§ Task prompt
Transcribe every record in full, keeping it exactly the same.

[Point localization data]

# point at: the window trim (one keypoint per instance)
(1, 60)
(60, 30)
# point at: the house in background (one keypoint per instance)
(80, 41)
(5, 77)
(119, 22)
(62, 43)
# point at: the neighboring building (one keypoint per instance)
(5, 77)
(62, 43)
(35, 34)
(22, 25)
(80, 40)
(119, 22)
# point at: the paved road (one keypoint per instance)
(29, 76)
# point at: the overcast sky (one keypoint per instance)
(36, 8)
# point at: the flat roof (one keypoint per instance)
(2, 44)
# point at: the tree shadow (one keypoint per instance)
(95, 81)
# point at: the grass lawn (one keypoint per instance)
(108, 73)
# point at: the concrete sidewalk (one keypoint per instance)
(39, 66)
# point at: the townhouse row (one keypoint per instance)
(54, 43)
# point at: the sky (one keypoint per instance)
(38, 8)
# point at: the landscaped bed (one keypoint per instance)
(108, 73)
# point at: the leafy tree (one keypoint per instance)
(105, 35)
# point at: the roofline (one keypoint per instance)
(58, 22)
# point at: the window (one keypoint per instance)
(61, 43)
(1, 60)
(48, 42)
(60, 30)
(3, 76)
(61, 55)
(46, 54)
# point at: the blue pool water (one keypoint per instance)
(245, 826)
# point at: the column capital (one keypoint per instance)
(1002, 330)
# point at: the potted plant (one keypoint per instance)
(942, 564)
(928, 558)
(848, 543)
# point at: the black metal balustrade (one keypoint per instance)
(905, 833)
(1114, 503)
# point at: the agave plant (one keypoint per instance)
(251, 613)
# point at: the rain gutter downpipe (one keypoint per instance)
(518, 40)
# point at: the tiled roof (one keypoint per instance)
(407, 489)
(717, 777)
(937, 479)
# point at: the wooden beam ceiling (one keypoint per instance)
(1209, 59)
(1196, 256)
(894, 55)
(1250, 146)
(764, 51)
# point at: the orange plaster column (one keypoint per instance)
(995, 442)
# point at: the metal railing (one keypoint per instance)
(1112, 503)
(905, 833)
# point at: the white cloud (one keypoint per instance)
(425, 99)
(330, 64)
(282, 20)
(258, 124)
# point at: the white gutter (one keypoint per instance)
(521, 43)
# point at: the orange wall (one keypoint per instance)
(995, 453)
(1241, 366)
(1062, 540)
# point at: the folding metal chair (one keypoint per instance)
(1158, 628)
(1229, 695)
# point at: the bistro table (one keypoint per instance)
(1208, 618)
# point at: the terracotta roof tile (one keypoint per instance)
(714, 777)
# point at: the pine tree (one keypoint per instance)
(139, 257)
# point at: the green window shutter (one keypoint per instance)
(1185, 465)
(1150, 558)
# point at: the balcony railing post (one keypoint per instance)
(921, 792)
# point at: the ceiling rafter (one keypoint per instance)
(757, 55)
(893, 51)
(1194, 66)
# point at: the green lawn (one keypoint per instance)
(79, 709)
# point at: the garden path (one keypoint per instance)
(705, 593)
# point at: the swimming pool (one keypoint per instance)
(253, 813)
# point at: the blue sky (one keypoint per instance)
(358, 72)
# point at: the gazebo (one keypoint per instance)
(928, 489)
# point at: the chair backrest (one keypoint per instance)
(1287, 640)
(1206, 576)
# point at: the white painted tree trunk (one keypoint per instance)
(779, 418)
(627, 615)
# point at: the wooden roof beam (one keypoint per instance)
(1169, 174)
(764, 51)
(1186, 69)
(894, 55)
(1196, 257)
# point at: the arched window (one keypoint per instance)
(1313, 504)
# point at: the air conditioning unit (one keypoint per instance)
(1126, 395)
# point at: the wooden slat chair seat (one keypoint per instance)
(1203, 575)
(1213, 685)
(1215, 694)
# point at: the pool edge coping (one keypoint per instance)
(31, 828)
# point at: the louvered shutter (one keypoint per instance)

§ Exercise response
# point at: the window trim (one keypoint per instance)
(1, 60)
(60, 30)
# point at: the house in background (one keypoint per instance)
(80, 41)
(5, 77)
(119, 22)
(62, 43)
# point at: the neighboring building (one keypoint per instance)
(5, 77)
(62, 43)
(35, 34)
(22, 25)
(80, 40)
(119, 22)
# point at: the paved road (one keypoint per instance)
(29, 76)
# point at: the overcast sky (one keypoint per instance)
(36, 8)
# point at: the flat roof (one keypoint per instance)
(2, 44)
# point at: the tree shadow (one keypoint per instance)
(95, 81)
# point at: the grass lawn (one keypoint per instance)
(108, 73)
# point at: the concrete sidewalk (one keypoint per instance)
(39, 66)
# point at: the townhouse row (one keypoint per instance)
(54, 43)
# point at: the sky (one keypoint per instance)
(38, 8)
# point at: the landscaped bed (one keypoint per instance)
(108, 73)
# point at: the leafy tree (one keypoint per instance)
(105, 35)
# point at: the roofline (one keypoint per instance)
(58, 22)
# point at: the window (one keypoint per instance)
(61, 43)
(1, 60)
(48, 42)
(60, 30)
(3, 76)
(61, 55)
(46, 54)
# point at: the blue pool water (one keypoint per instance)
(245, 826)
# point at: the column capital (one keypoint per instance)
(1002, 330)
# point at: the potted plant (one keypoint per instance)
(942, 564)
(928, 558)
(848, 543)
# point at: the black metal balustrade (one keypoint per instance)
(905, 833)
(1114, 503)
# point at: the agave plant (one keypoint per instance)
(251, 613)
# point at: the rain gutter downpipe (one keypoint per instance)
(518, 40)
# point at: the tiled roof (one keypoint per instance)
(407, 489)
(717, 777)
(937, 479)
# point at: the wooden beam ceiling (one keypoint per instance)
(1209, 59)
(1196, 256)
(894, 55)
(1250, 146)
(764, 51)
# point at: the orange plaster column (one keypoint per instance)
(995, 442)
# point at: the metal railing (one keypoint per instance)
(1112, 503)
(905, 833)
# point at: the white cloud (one keypoint per instance)
(425, 99)
(330, 64)
(282, 20)
(258, 124)
# point at: the white gutter (one keypoint per instance)
(521, 43)
# point at: the orange wall (one keypoint per instance)
(995, 453)
(1241, 366)
(1062, 540)
# point at: the folding metal chair (one keypoint per instance)
(1158, 628)
(1229, 695)
# point at: the bistro table (one keypoint per instance)
(1208, 618)
# point at: the terracotta roof tile (one keypoint per instance)
(714, 777)
# point at: the pine tree (one keypoint per instance)
(139, 257)
# point at: the green window shutter (one keypoint per instance)
(1185, 465)
(1150, 558)
# point at: the balcony railing post (one keypoint per instance)
(921, 792)
# point at: the ceiling rafter (one keypoint per instance)
(757, 55)
(893, 51)
(1194, 66)
# point at: the green lawn (one keypoint per instance)
(79, 709)
# point at: the garden path (one keypoint per instance)
(705, 593)
# point at: the swimming pool (one keypoint per instance)
(253, 813)
# point at: the blue sky (one keypoint per instance)
(358, 72)
# point at: the gazebo (one keypoint per instance)
(928, 489)
# point at: the chair backrest (one keypoint per instance)
(1287, 640)
(1206, 576)
# point at: the white painted tree trunk (one keypoint per instance)
(779, 418)
(627, 615)
# point at: the wooden roof beam (one keypoint per instance)
(1169, 174)
(764, 51)
(1186, 69)
(894, 55)
(1196, 257)
# point at: the arched window (one keypoint per instance)
(1313, 504)
# point at: the air conditioning unit (one keypoint per instance)
(1126, 395)
# point at: the wooden slat chair seat (one keypoint per instance)
(1203, 575)
(1213, 685)
(1215, 694)
# point at: the pool edge coping (one keypoint per instance)
(31, 828)
# point at: the louvered shutter (one keypoint per instance)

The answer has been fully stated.